+++ Exercise text

Marketing and Selling AI – a retro look 40 years back and how AI was hyped in 1980s

Given all the excitement about OpenAI and ChatGPT I wonder, what will it be like selling AI products in 2023?

A small group of us in 1983 were involved in spinning out a commercial version of Symbolics AI LispMachine (think workstation) from the MIT AI lab.  My years selling Symbolics AI workstations and the following years with MCC’s neural network group gave me an opportunity to see what would happen when AI became a common word in the consumer’s mind. You can learn more about the history of Symbolics and Lips here.

Whenever I was asked what industry I worked in I would say, AI and if the person was from Texas the response was always, AI, artificial incrimination, you must be in the cattle business, right? Well, no.

What was true was selling, marketing, and being a part of the software development process in AI research was a wild fun, exciting, and insightful ride. Shown in the picture is the Symbolics 3640 Lisp Machine. The starting price was around $80,000 and then dropped to half that amount, but in the end, we could not compete with Sun Microsystems Motorola 68000 and Intel 8080 type processors running on PCs. Despite the amazing sophistication of the Lisp software and the promise that programmers would be vastly more productive and many ground breaking software developments, we could not compete.

Neural networks were the thing in the late 80s and some of those initial technology innovations at MCC were spun off into profitable businesses.  Now we have computers that are 10,000+ times faster and smaller and we’re seeing a huge resurgence and democratization of these technologies everywhere.  Businesses have a laser focus on the promise of AI now that the technology is catching up with the original AI ideas of years past.

++++++
+++ Dataset extract

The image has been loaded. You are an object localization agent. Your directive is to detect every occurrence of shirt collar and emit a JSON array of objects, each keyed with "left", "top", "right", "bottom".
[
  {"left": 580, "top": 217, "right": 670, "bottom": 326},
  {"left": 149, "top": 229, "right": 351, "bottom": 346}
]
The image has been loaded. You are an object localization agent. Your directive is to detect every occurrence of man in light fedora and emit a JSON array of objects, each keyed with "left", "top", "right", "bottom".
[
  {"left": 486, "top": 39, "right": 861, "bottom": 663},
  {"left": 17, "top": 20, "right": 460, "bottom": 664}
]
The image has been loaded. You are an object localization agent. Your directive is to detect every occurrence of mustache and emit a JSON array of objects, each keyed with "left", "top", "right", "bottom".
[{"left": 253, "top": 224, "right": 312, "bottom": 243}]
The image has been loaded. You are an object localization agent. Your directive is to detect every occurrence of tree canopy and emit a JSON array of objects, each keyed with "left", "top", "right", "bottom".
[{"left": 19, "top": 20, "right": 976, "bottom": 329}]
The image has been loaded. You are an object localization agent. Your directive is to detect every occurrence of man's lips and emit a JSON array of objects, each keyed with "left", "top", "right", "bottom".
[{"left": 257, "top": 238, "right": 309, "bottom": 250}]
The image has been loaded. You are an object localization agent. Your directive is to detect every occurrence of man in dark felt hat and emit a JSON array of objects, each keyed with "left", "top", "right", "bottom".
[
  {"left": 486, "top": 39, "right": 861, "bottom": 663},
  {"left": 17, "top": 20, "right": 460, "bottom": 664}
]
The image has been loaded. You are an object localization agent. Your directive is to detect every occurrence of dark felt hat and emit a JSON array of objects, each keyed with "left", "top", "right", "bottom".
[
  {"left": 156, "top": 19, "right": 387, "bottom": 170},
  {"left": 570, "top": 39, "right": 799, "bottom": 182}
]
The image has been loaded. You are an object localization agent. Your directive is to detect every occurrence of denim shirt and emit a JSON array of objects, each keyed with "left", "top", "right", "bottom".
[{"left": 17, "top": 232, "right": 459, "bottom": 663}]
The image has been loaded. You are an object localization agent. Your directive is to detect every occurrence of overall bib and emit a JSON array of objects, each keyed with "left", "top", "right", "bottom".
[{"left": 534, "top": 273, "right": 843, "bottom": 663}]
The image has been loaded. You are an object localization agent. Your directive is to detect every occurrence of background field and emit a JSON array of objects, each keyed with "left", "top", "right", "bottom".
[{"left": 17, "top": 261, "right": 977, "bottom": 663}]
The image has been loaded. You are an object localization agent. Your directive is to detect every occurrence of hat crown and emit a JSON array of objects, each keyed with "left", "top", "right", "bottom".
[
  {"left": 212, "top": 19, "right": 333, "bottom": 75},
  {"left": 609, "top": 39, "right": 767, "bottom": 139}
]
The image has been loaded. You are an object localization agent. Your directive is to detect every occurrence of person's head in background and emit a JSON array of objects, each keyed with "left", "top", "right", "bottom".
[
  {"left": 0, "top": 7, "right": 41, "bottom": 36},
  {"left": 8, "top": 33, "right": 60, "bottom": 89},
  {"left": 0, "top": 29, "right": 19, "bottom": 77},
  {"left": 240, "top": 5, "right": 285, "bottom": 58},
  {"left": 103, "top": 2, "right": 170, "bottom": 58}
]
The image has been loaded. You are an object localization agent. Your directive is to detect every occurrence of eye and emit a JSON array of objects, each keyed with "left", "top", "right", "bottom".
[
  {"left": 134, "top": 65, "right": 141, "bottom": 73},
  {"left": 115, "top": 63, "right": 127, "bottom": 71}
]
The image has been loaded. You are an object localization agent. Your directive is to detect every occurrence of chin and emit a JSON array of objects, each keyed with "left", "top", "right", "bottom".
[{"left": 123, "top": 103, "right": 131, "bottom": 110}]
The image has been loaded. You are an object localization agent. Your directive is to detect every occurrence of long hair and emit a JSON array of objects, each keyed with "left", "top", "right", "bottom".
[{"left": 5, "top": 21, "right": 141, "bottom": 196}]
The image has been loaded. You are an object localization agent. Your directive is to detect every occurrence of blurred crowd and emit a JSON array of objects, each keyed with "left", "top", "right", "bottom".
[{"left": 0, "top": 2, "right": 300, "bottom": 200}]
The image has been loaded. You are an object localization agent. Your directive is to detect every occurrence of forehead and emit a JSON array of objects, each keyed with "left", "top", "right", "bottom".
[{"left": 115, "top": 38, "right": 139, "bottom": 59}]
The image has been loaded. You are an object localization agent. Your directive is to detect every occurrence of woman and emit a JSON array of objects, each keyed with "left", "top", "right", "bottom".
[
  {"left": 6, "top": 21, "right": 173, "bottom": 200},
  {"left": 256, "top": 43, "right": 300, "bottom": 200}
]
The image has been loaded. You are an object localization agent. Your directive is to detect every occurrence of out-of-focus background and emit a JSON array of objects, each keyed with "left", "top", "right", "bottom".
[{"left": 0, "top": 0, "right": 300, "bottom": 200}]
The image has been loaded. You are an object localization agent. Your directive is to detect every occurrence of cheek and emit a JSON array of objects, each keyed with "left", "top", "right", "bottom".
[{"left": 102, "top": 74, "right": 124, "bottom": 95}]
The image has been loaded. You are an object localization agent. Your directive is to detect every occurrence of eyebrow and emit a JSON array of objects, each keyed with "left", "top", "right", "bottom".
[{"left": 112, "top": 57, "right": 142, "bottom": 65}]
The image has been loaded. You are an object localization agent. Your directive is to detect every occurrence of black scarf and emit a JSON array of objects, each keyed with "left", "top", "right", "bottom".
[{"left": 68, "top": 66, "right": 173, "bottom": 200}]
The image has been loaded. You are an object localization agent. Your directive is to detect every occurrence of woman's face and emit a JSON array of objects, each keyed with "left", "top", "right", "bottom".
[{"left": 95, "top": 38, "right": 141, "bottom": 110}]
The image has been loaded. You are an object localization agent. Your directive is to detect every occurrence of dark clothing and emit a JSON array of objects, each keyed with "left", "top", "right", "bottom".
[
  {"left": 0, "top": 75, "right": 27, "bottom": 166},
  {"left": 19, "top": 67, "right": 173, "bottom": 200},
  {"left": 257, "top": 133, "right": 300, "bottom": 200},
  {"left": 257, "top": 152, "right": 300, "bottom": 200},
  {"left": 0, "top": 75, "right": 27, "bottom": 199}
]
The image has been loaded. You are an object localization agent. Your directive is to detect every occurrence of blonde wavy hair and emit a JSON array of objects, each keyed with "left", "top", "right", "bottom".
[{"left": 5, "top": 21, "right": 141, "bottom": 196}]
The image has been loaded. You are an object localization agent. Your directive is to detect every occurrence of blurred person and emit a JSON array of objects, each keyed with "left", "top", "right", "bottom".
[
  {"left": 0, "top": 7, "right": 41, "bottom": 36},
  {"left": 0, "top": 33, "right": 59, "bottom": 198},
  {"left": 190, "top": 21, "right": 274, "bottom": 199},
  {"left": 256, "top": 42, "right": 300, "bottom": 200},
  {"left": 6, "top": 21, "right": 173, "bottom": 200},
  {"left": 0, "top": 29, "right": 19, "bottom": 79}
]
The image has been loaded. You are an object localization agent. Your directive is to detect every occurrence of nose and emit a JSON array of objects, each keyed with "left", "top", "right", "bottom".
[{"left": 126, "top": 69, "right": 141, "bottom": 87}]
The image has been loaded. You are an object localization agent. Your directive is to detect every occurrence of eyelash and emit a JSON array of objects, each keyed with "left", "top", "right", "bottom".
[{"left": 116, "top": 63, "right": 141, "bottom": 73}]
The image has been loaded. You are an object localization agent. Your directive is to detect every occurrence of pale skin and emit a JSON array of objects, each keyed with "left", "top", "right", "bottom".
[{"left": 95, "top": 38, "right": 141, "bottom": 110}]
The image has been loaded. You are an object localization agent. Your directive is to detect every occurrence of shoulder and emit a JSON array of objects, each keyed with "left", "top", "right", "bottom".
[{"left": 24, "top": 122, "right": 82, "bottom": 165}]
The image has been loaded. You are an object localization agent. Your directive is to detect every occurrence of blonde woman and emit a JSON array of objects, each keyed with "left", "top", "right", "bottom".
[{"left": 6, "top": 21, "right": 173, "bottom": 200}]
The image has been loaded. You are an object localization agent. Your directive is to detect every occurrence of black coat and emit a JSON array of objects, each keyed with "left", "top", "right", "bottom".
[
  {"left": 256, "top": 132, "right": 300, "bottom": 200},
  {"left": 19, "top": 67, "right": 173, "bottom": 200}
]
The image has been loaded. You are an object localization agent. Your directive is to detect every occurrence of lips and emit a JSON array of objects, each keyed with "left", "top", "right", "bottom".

++++++

• _Problem to solve_: Please reproduce the retro look at marketing and selling AI in the 1980s word for word, from its title through its final sentence.

• _Solution below_:
Marketing and Selling AI – a retro look 40 years back and how AI was hyped in 1980s

Given all the excitement about OpenAI and ChatGPT I wonder, what will it be like selling AI products in 2023?

A small group of us in 1983 were involved in spinning out a commercial version of Symbolics AI LispMachine (think workstation) from the MIT AI lab.  My years selling Symbolics AI workstations and the following years with MCC’s neural network group gave me an opportunity to see what would happen when AI became a common word in the consumer’s mind. You can learn more about the history of Symbolics and Lips here.

Whenever I was asked what industry I worked in I would say, AI and if the person was from Texas the response was always, AI, artificial incrimination, you must be in the cattle business, right? Well, no.

What was true was selling, marketing, and being a part of the software development process in AI research was a wild fun, exciting, and insightful ride. Shown in the picture is the Symbolics 3640 Lisp Machine. The starting price was around $80,000 and then dropped to half that amount, but in the end, we could not compete with Sun Microsystems Motorola 68000 and Intel 8080 type processors running on PCs. Despite the amazing sophistication of the Lisp software and the promise that programmers would be vastly more productive and many ground breaking software developments, we could not compete.

Neural networks were the thing in the late 80s and some of those initial technology innovations at MCC were spun off into profitable businesses.  Now we have computers that are 10,000+ times faster and smaller and we’re seeing a huge resurgence and democratization of these technologies everywhere.  Businesses have a laser focus on the promise of AI now that the technology is catching up with the original AI ideas of years past.